> _简短任务_: 重写下面的全部材料，把其中的“one point per instance”一律换成“one point for each instance”，其余内容保持不变。

> _所用材料_:
*****

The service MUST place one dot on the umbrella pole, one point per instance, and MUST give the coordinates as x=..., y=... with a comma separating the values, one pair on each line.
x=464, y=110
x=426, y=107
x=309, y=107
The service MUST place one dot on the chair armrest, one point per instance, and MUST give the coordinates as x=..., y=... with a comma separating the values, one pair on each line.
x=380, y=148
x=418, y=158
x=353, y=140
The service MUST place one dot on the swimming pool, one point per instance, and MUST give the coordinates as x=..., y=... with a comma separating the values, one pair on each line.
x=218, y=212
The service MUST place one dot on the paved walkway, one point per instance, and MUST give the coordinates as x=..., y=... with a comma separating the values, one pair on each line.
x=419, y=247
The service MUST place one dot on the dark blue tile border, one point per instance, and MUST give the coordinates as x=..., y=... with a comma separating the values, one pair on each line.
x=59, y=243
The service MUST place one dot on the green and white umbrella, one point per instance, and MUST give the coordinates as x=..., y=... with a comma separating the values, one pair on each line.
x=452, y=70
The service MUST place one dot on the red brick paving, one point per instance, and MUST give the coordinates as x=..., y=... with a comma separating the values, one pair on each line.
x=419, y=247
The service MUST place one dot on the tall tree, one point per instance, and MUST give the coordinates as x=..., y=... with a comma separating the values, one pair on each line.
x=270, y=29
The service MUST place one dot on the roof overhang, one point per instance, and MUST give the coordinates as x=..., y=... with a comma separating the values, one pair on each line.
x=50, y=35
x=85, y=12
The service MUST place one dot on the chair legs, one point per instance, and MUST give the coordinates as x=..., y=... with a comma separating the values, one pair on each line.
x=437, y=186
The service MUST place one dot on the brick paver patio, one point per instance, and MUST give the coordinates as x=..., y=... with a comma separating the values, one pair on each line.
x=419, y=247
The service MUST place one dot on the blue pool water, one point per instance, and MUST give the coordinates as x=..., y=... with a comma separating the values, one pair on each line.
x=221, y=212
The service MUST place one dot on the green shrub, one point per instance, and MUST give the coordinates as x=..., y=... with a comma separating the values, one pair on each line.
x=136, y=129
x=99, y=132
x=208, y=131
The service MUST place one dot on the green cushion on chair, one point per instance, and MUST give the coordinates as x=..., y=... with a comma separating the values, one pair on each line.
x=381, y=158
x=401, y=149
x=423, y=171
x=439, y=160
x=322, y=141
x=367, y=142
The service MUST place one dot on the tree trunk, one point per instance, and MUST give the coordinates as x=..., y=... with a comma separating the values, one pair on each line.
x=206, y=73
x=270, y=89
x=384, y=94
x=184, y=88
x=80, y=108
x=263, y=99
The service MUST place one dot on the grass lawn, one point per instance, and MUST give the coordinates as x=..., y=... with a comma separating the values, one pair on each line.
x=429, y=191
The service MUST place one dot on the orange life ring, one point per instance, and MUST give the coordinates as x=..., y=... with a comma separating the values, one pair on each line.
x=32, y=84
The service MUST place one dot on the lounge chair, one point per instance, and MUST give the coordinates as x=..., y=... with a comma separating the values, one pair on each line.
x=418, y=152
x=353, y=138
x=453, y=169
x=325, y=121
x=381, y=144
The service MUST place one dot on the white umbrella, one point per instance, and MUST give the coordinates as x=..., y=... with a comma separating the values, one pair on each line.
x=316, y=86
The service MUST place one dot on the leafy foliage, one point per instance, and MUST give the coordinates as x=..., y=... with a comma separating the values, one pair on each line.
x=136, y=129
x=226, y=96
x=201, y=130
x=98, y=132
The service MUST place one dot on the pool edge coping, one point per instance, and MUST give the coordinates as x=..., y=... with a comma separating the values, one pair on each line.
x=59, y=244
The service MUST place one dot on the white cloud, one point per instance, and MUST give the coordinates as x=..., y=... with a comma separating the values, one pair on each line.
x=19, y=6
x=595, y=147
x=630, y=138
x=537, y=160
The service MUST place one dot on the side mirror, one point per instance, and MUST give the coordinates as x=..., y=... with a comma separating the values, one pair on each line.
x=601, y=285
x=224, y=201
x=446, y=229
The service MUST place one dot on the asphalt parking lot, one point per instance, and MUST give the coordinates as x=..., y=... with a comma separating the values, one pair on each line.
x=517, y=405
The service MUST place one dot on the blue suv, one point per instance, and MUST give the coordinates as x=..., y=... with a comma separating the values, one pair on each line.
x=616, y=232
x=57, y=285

*****

> _任务输出_:
The service MUST place one dot on the umbrella pole, one point for each instance, and MUST give the coordinates as x=..., y=... with a comma separating the values, one pair on each line.
x=464, y=110
x=426, y=107
x=309, y=107
The service MUST place one dot on the chair armrest, one point for each instance, and MUST give the coordinates as x=..., y=... with a comma separating the values, one pair on each line.
x=380, y=148
x=418, y=158
x=353, y=140
The service MUST place one dot on the swimming pool, one point for each instance, and MUST give the coordinates as x=..., y=... with a comma separating the values, one pair on each line.
x=218, y=212
The service MUST place one dot on the paved walkway, one point for each instance, and MUST give the coordinates as x=..., y=... with a comma separating the values, one pair on each line.
x=419, y=247
The service MUST place one dot on the dark blue tile border, one point for each instance, and MUST give the coordinates as x=..., y=... with a comma separating the values, one pair on each line.
x=59, y=243
The service MUST place one dot on the green and white umbrella, one point for each instance, and MUST give the coordinates as x=..., y=... with a comma separating the values, one pair on each line.
x=452, y=70
The service MUST place one dot on the red brick paving, one point for each instance, and MUST give the coordinates as x=..., y=... with a comma separating the values, one pair on each line.
x=419, y=247
The service MUST place one dot on the tall tree, one point for each instance, and MUST give the coordinates as x=..., y=... with a comma separating the values, one pair on each line.
x=270, y=29
The service MUST place one dot on the roof overhang, one point for each instance, and MUST give the coordinates as x=..., y=... with a comma separating the values, one pair on each line.
x=50, y=35
x=85, y=12
The service MUST place one dot on the chair legs, one point for each instance, and MUST give the coordinates as x=..., y=... with a comma separating the values, one pair on each line.
x=437, y=186
The service MUST place one dot on the brick paver patio, one point for each instance, and MUST give the coordinates as x=..., y=... with a comma separating the values, one pair on each line.
x=419, y=247
The service MUST place one dot on the blue pool water, one point for each instance, and MUST give the coordinates as x=..., y=... with a comma separating the values, one pair on each line.
x=221, y=212
The service MUST place one dot on the green shrub, one point for each instance, and MUST give the coordinates as x=..., y=... with a comma separating the values, one pair on each line.
x=136, y=129
x=99, y=132
x=208, y=131
The service MUST place one dot on the green cushion on chair, one point for each instance, and MUST give the coordinates as x=..., y=... with a comma separating the values, one pair on each line.
x=381, y=158
x=401, y=149
x=423, y=171
x=439, y=160
x=322, y=141
x=367, y=142
The service MUST place one dot on the tree trunk, one point for each instance, and MUST give the coordinates as x=..., y=... with a comma separating the values, one pair on each line.
x=206, y=73
x=270, y=89
x=384, y=94
x=184, y=88
x=80, y=108
x=263, y=99
The service MUST place one dot on the grass lawn, one point for each instance, and MUST give the coordinates as x=..., y=... with a comma separating the values, one pair on each line.
x=429, y=191
The service MUST place one dot on the orange life ring, one point for each instance, and MUST give the coordinates as x=..., y=... with a comma separating the values, one pair on each line.
x=32, y=84
The service MUST place one dot on the lounge chair, one point for each instance, and MUST give the coordinates as x=..., y=... with a comma separating the values, one pair on each line.
x=418, y=152
x=353, y=138
x=453, y=169
x=325, y=121
x=381, y=144
The service MUST place one dot on the white umbrella, one point for each instance, and MUST give the coordinates as x=..., y=... with a comma separating the values, one pair on each line.
x=316, y=86
The service MUST place one dot on the leafy foliage, one point for each instance, and MUST give the coordinates as x=..., y=... with a comma separating the values, one pair on each line.
x=136, y=129
x=226, y=96
x=201, y=130
x=98, y=132
The service MUST place one dot on the pool edge coping, one point for each instance, and MUST give the coordinates as x=..., y=... with a comma separating the values, one pair on each line.
x=59, y=244
The service MUST place one dot on the white cloud, one point for each instance, and MUST give the coordinates as x=..., y=... with a comma separating the values, one pair on each line.
x=19, y=6
x=595, y=147
x=630, y=138
x=537, y=160
The service MUST place one dot on the side mirror, one point for each instance, and MUST give the coordinates as x=..., y=... with a comma separating the values, one pair on each line.
x=601, y=285
x=224, y=201
x=446, y=229
The service MUST place one dot on the asphalt parking lot, one point for each instance, and MUST give the coordinates as x=..., y=... with a comma separating the values, one pair on each line.
x=517, y=405
The service MUST place one dot on the blue suv, one point for each instance, and MUST give the coordinates as x=..., y=... with a comma separating the values, one pair on each line.
x=616, y=232
x=57, y=285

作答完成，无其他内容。